Text passage =>
◇ ◇ ◇ ◇
However the multilateral conference stalled soon after the Likud coalition took office in Israel in 1996, and the bilateral negotiations continued, only to terminate in 2000. A lot of damage has been done to Israeli–Palestinian relations and the image of the United States as a peace sponsor has been tarnished. The United States is no longer viewed as honest and neutral, but rather as taking the side of Israel, casting a negative vote in the United Nations Security Council whenever the Israeli operations were discussed. A lot of confidence rebuilding between the parties lies ahead before negotiations can be restarted with hope of any successful conclusion. Most recently, Israel, under the pretext of security, has been erecting a barrier of fences and walls that trespasses on occupied Palestinian territories. The barrier has been ruled illegal by the International Court of Justice, and a resolution against the barrier was passed by the General Assembly of the United Nations. Instead of cooling things down, developments have ignited hatred and re-established enmity. To add insult to injury, the internal Palestinian situation has been upset and a case close to chaos now prevails in the Gaza Strip. Remedial measures are needed to rectify the Palestinian internal front, and more work is needed to restore confidence in the sponsor and between the parties. A ‘Road Map’ leading to the final status between the Palestinians and the Israelis had been laid down. Sponsored by Russia, the European Union, the United Nations and the United States it currently forms the basis of the final settlement leading to two states, Israel and Palestine, living side by side in peace and harmony. The translation of this vision into actuality is a formidable task that requires courageous leadership and brave popular support.
This book details the events that the authors experienced during the negotiations and lays out the arguments put forth by the parties. Issues covered by colleagues are extracted from reports they submitted on the work of their Working Groups of the Multilateral Conference, but their accounts are carried simply to put the bilateral negotiations into perspective.
The Princedom of Transjordan, the predecessor of the Hashemite Kingdom of Jordan, was established in 1921 in the wake of the Mandate over Palestine, Iraq, Syria and Lebanon. Abdallah Ibn al-Hussein, the second son of Hussein Bin Ali who led the Arab Revolt against the Ottoman Turks, was named the Emir (prince) of the new Emirate. His elder brother Ali was the Emir of Hijaz under his father, and his younger brother, Faysal, who ascended the throne of Syria for a short while, was chosen to be King of Iraq after the French ousted him from Syria. Their father, Sharif Hussein Bin Ali, died in Cyprus where he was exiled because of a dispute with the British Government over its unfulfilled promise to unite the Arab East in one Arab Kingdom under him, and over the British intention to establish a national home for the Jews in Palestine.
◇ ◇ ◇ ◇
Material shown =>
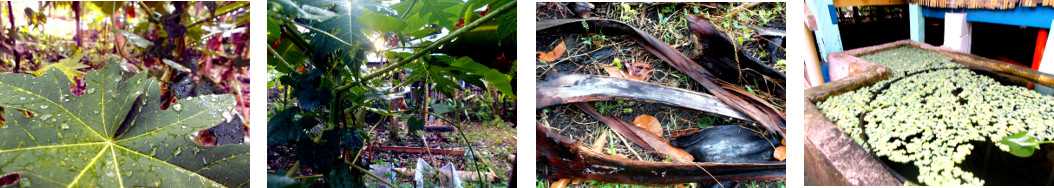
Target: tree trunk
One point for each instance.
(14, 46)
(76, 12)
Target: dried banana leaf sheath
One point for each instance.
(566, 88)
(758, 110)
(568, 160)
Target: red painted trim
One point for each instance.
(1040, 43)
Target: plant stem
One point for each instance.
(293, 170)
(430, 48)
(369, 173)
(280, 59)
(323, 32)
(309, 176)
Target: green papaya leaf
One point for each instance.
(135, 39)
(67, 66)
(74, 141)
(108, 7)
(506, 23)
(441, 109)
(444, 13)
(1021, 144)
(496, 78)
(345, 27)
(414, 125)
(381, 22)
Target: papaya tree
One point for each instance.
(332, 62)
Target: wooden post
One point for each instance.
(1040, 44)
(813, 72)
(917, 22)
(1046, 66)
(828, 39)
(957, 32)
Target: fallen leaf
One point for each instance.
(781, 153)
(649, 124)
(613, 72)
(578, 181)
(552, 55)
(601, 141)
(640, 70)
(561, 183)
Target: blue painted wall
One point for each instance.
(1035, 17)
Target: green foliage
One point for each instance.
(1020, 145)
(282, 182)
(69, 66)
(444, 13)
(282, 128)
(115, 134)
(334, 89)
(381, 22)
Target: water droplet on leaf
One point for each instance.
(228, 116)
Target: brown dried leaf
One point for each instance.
(613, 72)
(640, 71)
(649, 124)
(601, 141)
(561, 183)
(781, 153)
(552, 55)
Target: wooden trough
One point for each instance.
(832, 157)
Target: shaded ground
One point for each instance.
(494, 143)
(587, 53)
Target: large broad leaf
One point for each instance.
(382, 22)
(345, 27)
(444, 13)
(108, 7)
(115, 134)
(1021, 145)
(498, 79)
(67, 66)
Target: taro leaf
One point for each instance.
(1021, 145)
(71, 142)
(382, 22)
(441, 109)
(135, 39)
(280, 129)
(67, 66)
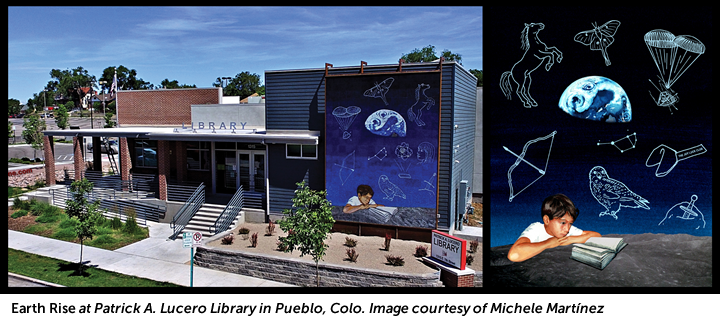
◇ ◇ ◇ ◇
What this task involves =>
Answer these questions from the passage on Middle East peace negotiations:
1. Which court ruled Israel's barrier illegal?
2. In what year was the Princedom of Transjordan established?
3. Where did Sharif Hussein Bin Ali die?

Result of this task =>
1. The International Court of Justice
2. 1921
3. Cyprus